_PROMPT 1_.
Answer these questions from the article on the London bombing victims, one line each:
(a) How old was Susan Levy?
(b) Where is Bretton Baptist Church located?
(c) For how many years has Steve Lodge known James Adams?
_PROMPT 2_.
Put this sentence from the article on the London bombing victims into Spanish: "Adams, who lives alone, is a devout Christian active in Bretton Baptist Church."
_PROMPT 3_.
Carry the news article about the London bombing victims further, starting after its final paragraph.

_SUPPLIED TEXT_.
▼
As the first victims of the London bombings were identified publicly Tuesday, families continued to look for those missing and feared dead.
The first victim named was 52-year-old Susan Levy, a mother of two killed in an underground blast at King’s Cross. Police say at least 52 people were killed in the Thursday attacks, and the death toll is expected to exceed 70, according to The Guardian.
The missing included a devout 20-year-old Muslim on her way to a dental appointment, an 18-year London resident who was nervous about visiting her native Israel because of fear of suicide bombers and a devout Christian active in a Baptist church.
A group of 18 people from Bretton Baptist Church in Peterborough, a middle-sized community about 80 miles north of London, traveled to place flowers at King’s Cross station, where 32-year-old James Adams is feared to have been on one of the underground trains bombed during morning rush hour last Thursday.
According to the BBC, Adams last spoke to his mother Thursday morning to say he had arrived at King’s Cross, where he traveled to work as a mortgage consultant.
Steve Lodge, a close friend who has known Adams for 17 years, described him as a thoughtful and compassionate man, well-loved by many.
“He’s a hugely gregarious and outward-looking guy,” Lodge told the Peterborough Evening Telegraph. “He would always be caring for other people and thinking and praying for them and, as a consequence, he made many friends. He didn’t have a bad bone in his body.”
Another close friend, Amanda Garraty, received a text message from Adams just before the explosion. “I just hope he is in a hospital somewhere, but we have heard nothing,” she told the newspaper.
David Lammy, a childhood friend, remembered Adams as a “gentle, funny, generous, kind-hearted guy.”
“I have never heard anyone say a bad word about James,” Lammy said. “I really hope to God that he’s not been caught up in this awful evil that we witnessed in London.”
Adams, who lives alone, is a devout Christian active in Bretton Baptist Church.
“It’s always the case when you lose people that everybody will sing the praises of that individual, but in this case it’s all absolutely genuine,” Lodge said.
Lodge said Adams’ parents were too distressed to talk publicly about their son, but they were being well supported by the community.
“They’re very private individuals and are getting a lot of support from friends,” Lodge said. “”His parents are going through hell, but they’re almost more concerned about everyone else. They’re concerned about the police who have such a difficult job to do and they’re concerned about those who are searching for James. That’s the type of people they are.”
▲
_GIVEN DATA_.
▼
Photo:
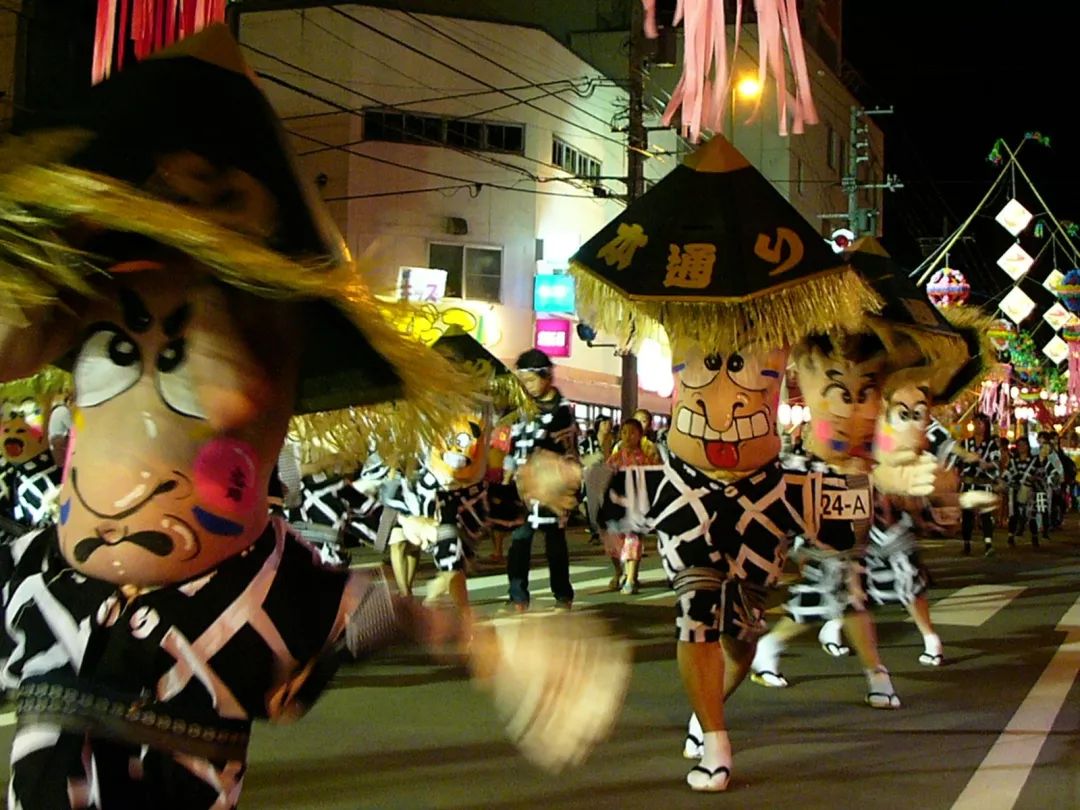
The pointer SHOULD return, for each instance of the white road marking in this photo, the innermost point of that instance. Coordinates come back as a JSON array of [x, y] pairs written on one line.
[[999, 779], [973, 606]]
▲
_WRITTEN RESPONSE 1_.
(a) 52 years old.
(b) In Peterborough, a middle-sized community about 80 miles north of London.
(c) 17 years.

_WRITTEN RESPONSE 2_.
Adams, que vive solo, es un cristiano devoto activo en la Iglesia Bautista de Bretton.

_WRITTEN RESPONSE 3_.
Patricia Took, regional minister for the London Baptist Association, told the Baptist Times in an e-mail she is aware of one member of a Baptist church in London with serious injuries, and another who was missing but later confirmed dead. There are other stories of near misses, she said, and a number of local Baptists served on medical teams in London hospitals.
London Baptist churches plan to gather from 6-8 p.m. Friday for a prayer service at Bloomsbury Central Baptist Church.
On Sunday, a prayer chain in Baptist churches focused on needs of the bereaved, the maimed, those who have witnessed terrible things and rescue and medical workers. A “Prayer for London” on the association’s Web site also asked God to “forgive those men and women of violence who believe that right is on their side.”
Kumar Rajagopalan, London Association’s regional minister for racial justice, sent a message to Muslim Council of Britain pledging to stand beside them and work to support and strengthen community cohesion, Took said.
At least three Baptist ministers joined other Christian leaders attending Friday prayers at East London Mosque and an interfaith vigil at nearby Aldgate station, where the first of four bombs exploded.
The Muslim Council of Britain reported being inundated by hate e-mails, causing its server to crash late Thursday.
“Muslim killers have done this. May they and Islam rot in hell,” said one anonymous e-mail posted on the council’s Web site. Others, hearing about the hate mail, responded with notes saying negative messages represented extremists and not most Christians in the UK.
Adams’ friend Lammy said that “James, wherever he is, would want people to concentrate on the positive side of life and on the faith which keeps us all going.”
“There’s absolutely no doubt about that,” he said. “He would want us to have a laugh and a smile and a prayer and he would want to move forward.”
Bob Allen is managing editor of EthicsDaily.com.